Instructions to follow:
Can you copy out every item below verbatim, leaving out the pictures?
....
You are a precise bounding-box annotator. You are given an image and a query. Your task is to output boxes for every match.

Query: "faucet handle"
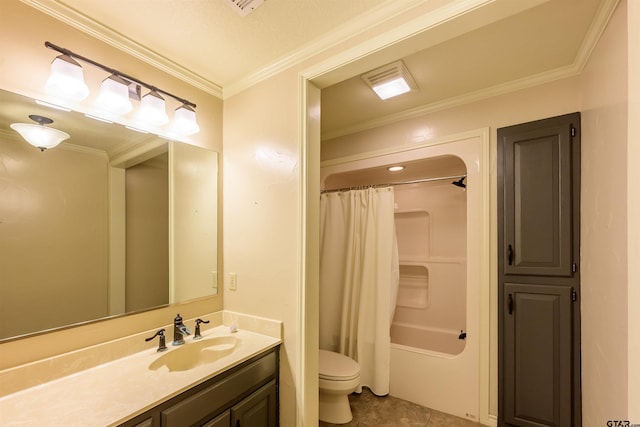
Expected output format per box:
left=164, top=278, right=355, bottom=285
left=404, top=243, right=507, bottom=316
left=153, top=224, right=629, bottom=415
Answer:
left=144, top=328, right=167, bottom=352
left=193, top=319, right=210, bottom=340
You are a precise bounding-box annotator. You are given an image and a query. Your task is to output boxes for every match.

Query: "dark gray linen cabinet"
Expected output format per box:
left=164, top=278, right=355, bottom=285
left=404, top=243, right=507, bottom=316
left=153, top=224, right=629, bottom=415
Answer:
left=497, top=113, right=581, bottom=427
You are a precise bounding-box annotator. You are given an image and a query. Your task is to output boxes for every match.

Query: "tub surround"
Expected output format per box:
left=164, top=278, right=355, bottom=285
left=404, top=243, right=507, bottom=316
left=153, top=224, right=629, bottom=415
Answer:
left=0, top=312, right=282, bottom=427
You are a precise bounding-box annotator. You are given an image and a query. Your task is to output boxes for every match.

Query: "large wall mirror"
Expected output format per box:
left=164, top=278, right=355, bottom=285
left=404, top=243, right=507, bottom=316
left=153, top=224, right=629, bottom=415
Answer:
left=0, top=90, right=218, bottom=341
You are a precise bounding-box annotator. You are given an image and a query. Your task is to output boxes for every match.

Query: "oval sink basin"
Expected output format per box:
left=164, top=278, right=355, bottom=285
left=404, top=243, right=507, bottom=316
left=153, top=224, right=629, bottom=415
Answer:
left=149, top=336, right=238, bottom=372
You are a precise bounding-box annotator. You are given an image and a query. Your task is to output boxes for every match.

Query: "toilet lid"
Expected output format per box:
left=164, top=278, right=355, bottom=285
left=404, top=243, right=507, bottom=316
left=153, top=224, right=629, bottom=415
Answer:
left=318, top=350, right=360, bottom=381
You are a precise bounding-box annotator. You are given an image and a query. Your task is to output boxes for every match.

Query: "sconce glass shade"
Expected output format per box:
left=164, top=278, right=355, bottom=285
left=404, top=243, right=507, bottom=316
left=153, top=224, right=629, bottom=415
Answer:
left=45, top=55, right=89, bottom=101
left=10, top=115, right=70, bottom=151
left=139, top=90, right=169, bottom=126
left=173, top=104, right=200, bottom=135
left=96, top=74, right=133, bottom=115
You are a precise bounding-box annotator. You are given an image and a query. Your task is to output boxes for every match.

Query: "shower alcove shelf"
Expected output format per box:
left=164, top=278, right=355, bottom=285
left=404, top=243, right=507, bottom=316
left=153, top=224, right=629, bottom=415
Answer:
left=391, top=209, right=466, bottom=355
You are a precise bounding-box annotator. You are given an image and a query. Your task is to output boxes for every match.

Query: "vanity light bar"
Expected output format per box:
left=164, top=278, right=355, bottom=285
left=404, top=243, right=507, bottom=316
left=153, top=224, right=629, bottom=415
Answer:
left=44, top=42, right=196, bottom=108
left=44, top=42, right=200, bottom=136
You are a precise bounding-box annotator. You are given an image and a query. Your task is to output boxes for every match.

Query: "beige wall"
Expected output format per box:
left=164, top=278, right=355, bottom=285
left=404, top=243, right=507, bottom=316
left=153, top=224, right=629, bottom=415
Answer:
left=581, top=5, right=628, bottom=427
left=627, top=1, right=640, bottom=423
left=0, top=0, right=222, bottom=369
left=222, top=68, right=300, bottom=426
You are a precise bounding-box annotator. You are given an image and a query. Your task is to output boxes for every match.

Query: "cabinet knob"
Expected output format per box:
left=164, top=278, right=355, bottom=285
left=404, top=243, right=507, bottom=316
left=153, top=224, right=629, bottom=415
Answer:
left=509, top=294, right=513, bottom=314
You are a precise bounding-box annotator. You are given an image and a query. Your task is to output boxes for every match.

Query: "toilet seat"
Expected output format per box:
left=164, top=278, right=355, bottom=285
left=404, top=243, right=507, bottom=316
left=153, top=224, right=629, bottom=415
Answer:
left=318, top=350, right=360, bottom=381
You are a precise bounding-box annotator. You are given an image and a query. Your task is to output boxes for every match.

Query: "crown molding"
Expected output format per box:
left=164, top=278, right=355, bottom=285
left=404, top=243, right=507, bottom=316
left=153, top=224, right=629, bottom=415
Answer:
left=223, top=0, right=428, bottom=99
left=322, top=65, right=580, bottom=141
left=321, top=0, right=620, bottom=141
left=20, top=0, right=222, bottom=98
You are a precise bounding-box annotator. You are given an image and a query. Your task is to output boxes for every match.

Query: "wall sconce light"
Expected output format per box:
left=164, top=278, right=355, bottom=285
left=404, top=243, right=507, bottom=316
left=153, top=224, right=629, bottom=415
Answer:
left=140, top=89, right=169, bottom=125
left=173, top=104, right=200, bottom=135
left=10, top=114, right=69, bottom=151
left=45, top=42, right=200, bottom=136
left=96, top=74, right=133, bottom=115
left=362, top=61, right=418, bottom=100
left=45, top=55, right=89, bottom=101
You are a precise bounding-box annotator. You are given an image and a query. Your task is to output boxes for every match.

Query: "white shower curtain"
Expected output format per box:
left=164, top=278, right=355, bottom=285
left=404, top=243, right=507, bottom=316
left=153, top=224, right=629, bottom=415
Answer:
left=320, top=187, right=399, bottom=396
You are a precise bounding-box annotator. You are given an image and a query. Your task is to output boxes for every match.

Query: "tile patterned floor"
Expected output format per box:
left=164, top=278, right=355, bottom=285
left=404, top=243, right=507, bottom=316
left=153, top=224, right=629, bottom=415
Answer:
left=320, top=388, right=481, bottom=427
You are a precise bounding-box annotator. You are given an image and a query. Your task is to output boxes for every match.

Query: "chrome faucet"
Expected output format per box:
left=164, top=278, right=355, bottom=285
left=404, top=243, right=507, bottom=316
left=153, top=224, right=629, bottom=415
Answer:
left=173, top=314, right=191, bottom=345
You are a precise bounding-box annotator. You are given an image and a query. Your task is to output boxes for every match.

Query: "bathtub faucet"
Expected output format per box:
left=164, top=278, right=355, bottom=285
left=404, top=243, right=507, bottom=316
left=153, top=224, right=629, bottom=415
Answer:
left=173, top=314, right=191, bottom=345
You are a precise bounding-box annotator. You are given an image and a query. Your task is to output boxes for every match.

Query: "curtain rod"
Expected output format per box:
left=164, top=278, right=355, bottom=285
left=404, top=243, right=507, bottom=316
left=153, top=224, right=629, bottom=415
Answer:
left=320, top=175, right=467, bottom=194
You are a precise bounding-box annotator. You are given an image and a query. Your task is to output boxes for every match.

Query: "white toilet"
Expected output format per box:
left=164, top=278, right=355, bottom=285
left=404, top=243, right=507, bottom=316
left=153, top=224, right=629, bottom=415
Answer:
left=318, top=350, right=360, bottom=424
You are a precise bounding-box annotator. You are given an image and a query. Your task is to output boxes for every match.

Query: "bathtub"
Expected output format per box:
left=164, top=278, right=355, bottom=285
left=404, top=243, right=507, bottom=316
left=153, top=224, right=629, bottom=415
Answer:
left=391, top=323, right=465, bottom=357
left=389, top=323, right=480, bottom=422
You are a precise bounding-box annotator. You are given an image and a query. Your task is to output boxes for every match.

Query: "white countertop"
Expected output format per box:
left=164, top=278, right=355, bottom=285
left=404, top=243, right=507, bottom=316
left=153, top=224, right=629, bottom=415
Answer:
left=0, top=326, right=281, bottom=427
....
Full output:
You are a precise bounding-box annotator. You are given an image and a query. Your task is to output boxes for every match.

Query: "faucet handle"
Expected output format per box:
left=164, top=278, right=355, bottom=285
left=404, top=243, right=507, bottom=316
left=153, top=224, right=629, bottom=415
Answer:
left=144, top=328, right=167, bottom=352
left=193, top=319, right=210, bottom=340
You are a precise bounding-box annotator. You are given an image and a query. Your task is to output boxes for every match.

Query: "dark gray linen cabinet"
Expected output format per box:
left=164, top=278, right=355, bottom=285
left=404, top=243, right=507, bottom=316
left=153, top=224, right=629, bottom=415
Answer:
left=497, top=113, right=581, bottom=427
You are a precise bounding-box annotator. You are given an image and a query. Your task is to output boxes for every match.

Query: "tub surround"
Expected output format per box:
left=164, top=278, right=355, bottom=285
left=404, top=243, right=507, bottom=316
left=153, top=224, right=629, bottom=415
Answer:
left=0, top=312, right=282, bottom=427
You are a precise bounding-box annotator. You are given an image and a query. Your task is to output boxes for every match.

Query: "large wall mirror"
Expected output format per box:
left=164, top=278, right=355, bottom=285
left=404, top=243, right=507, bottom=316
left=153, top=224, right=629, bottom=415
Answer:
left=0, top=90, right=218, bottom=341
You are a precise bounding-box annotator. You are given an image and a query. Your task is to output boxes for every match.

Query: "oval sink basin"
Expected output format per box:
left=164, top=278, right=355, bottom=285
left=404, top=243, right=507, bottom=316
left=153, top=224, right=629, bottom=415
Answer:
left=149, top=336, right=238, bottom=372
You are a precise bounding-box annotator. You are given an image and a query. Your task is to output boxes for every match.

Query: "toilet lid"
Expected output format per box:
left=164, top=278, right=355, bottom=285
left=404, top=243, right=507, bottom=316
left=153, top=224, right=629, bottom=415
Answer:
left=318, top=350, right=360, bottom=381
You are a precise bounding-box annotator. You are given an image and a query. Your task is to output boxes for every match.

Query: "sconce glass shade"
Expected output format per box:
left=164, top=278, right=355, bottom=285
left=404, top=243, right=507, bottom=316
left=153, top=224, right=629, bottom=415
Answer:
left=45, top=55, right=89, bottom=101
left=10, top=115, right=70, bottom=151
left=139, top=90, right=169, bottom=126
left=173, top=104, right=200, bottom=135
left=96, top=74, right=133, bottom=115
You are a precise bounding-box annotator. You are given an image and a query. Your task is to output boxes for every match.

Query: "shower alcove shelf"
Expected output format per box:
left=164, top=278, right=355, bottom=285
left=404, top=243, right=507, bottom=316
left=153, top=224, right=629, bottom=415
Answer:
left=391, top=209, right=466, bottom=355
You are a precise bounding-box annotator. You are given an image and a query. Your task is to output boxes for every match.

Query: "vanity light bar"
Expected output format per box:
left=164, top=278, right=355, bottom=285
left=404, top=243, right=507, bottom=316
left=153, top=224, right=629, bottom=415
Answer:
left=44, top=42, right=196, bottom=108
left=44, top=42, right=200, bottom=136
You are a precise bounding-box annotator. You are given an image and a query. Your task is to output boxes for every match.

Query: "beige wall"
Expected output format per box:
left=164, top=278, right=355, bottom=285
left=404, top=243, right=507, bottom=316
left=153, top=224, right=629, bottom=415
Answer:
left=581, top=5, right=628, bottom=427
left=627, top=1, right=640, bottom=423
left=0, top=0, right=222, bottom=369
left=222, top=68, right=300, bottom=426
You are a precise bounding-box annotator. You are given an image and a query. Your task is to output boxes for every match.

Query: "cabinet knob"
Expected output format per box:
left=164, top=278, right=355, bottom=285
left=404, top=243, right=507, bottom=316
left=153, top=224, right=629, bottom=415
Answer:
left=509, top=294, right=513, bottom=314
You are a precise bounding-box annotator. You are given an image and a query. Your task is to output boxes for every match.

Query: "toilet seat"
Expected output format per box:
left=164, top=278, right=355, bottom=285
left=404, top=243, right=507, bottom=316
left=153, top=224, right=629, bottom=415
Answer:
left=318, top=350, right=360, bottom=381
You are a precise bounding-box annotator. You are given an image and a query. Your task is to output boxes for every match.

Query: "crown molding"
Expected output format per box:
left=164, top=278, right=355, bottom=285
left=404, top=243, right=507, bottom=316
left=153, top=224, right=629, bottom=415
Answer:
left=223, top=0, right=428, bottom=99
left=322, top=65, right=580, bottom=141
left=321, top=0, right=620, bottom=141
left=20, top=0, right=222, bottom=98
You are a precise bounding-box annotator. You are given an image and a query. Your task is to output boxes for every match.

Query: "wall sconce light"
Expected output format per box:
left=164, top=278, right=355, bottom=285
left=404, top=243, right=507, bottom=316
left=153, top=224, right=629, bottom=415
Answer:
left=140, top=89, right=169, bottom=125
left=173, top=104, right=200, bottom=135
left=10, top=114, right=69, bottom=151
left=45, top=42, right=200, bottom=136
left=96, top=74, right=133, bottom=115
left=362, top=61, right=418, bottom=100
left=45, top=55, right=89, bottom=101
You are a precise bounding-box annotator. You are given an image and a query. Your task is to output boxes for every match.

Query: "white shower curtain"
Expected output format per box:
left=164, top=278, right=355, bottom=285
left=404, top=243, right=507, bottom=316
left=153, top=224, right=629, bottom=415
Answer:
left=320, top=187, right=399, bottom=396
You are a precise bounding-box annotator. You are given an image and a query. Your task is to output boxes for every match.

Query: "tile patterned floor"
Expected output format per box:
left=164, top=278, right=355, bottom=285
left=404, top=243, right=507, bottom=316
left=153, top=224, right=629, bottom=415
Answer:
left=320, top=388, right=481, bottom=427
You are a precise bounding-box annotator. You are given an image and a query. Your task is to output boxes for every match.

Query: "chrome faucet"
Expected output format per box:
left=164, top=278, right=355, bottom=285
left=404, top=243, right=507, bottom=316
left=153, top=224, right=629, bottom=415
Answer:
left=173, top=314, right=191, bottom=345
You are a precise bounding-box annotator. You are given an image and a query. Your task is to output boxes for every match.

Query: "bathtub faucet"
Expected output format per box:
left=164, top=278, right=355, bottom=285
left=404, top=243, right=507, bottom=316
left=153, top=224, right=629, bottom=415
Answer:
left=173, top=314, right=191, bottom=345
You are a precise bounding-box annotator. You are given an image and a query. Your task is to output boxes for every match.

Query: "curtain rod"
Expected output format per box:
left=164, top=278, right=355, bottom=285
left=404, top=243, right=507, bottom=316
left=153, top=224, right=629, bottom=415
Answer:
left=320, top=175, right=467, bottom=194
You are a precise bounding-box annotator. You are given an image and a query. Your task is to output boxes for every match.

Query: "white toilet"
Expected output format per box:
left=164, top=278, right=355, bottom=285
left=404, top=243, right=507, bottom=316
left=153, top=224, right=629, bottom=415
Answer:
left=318, top=350, right=360, bottom=424
You are a precise bounding-box annotator. You are given an image and a query. Your task is to output boxes for every match.

Query: "bathtub"
Expected output format per box:
left=164, top=278, right=355, bottom=285
left=404, top=243, right=507, bottom=316
left=153, top=224, right=629, bottom=415
Answer:
left=391, top=323, right=465, bottom=357
left=389, top=323, right=480, bottom=422
You are a precise bounding-box annotator. You are given an image and a query. Your task is to output boxes for every match.

Query: "white countertop"
Expected output format per box:
left=164, top=278, right=355, bottom=285
left=404, top=243, right=507, bottom=316
left=153, top=224, right=629, bottom=415
Answer:
left=0, top=326, right=281, bottom=427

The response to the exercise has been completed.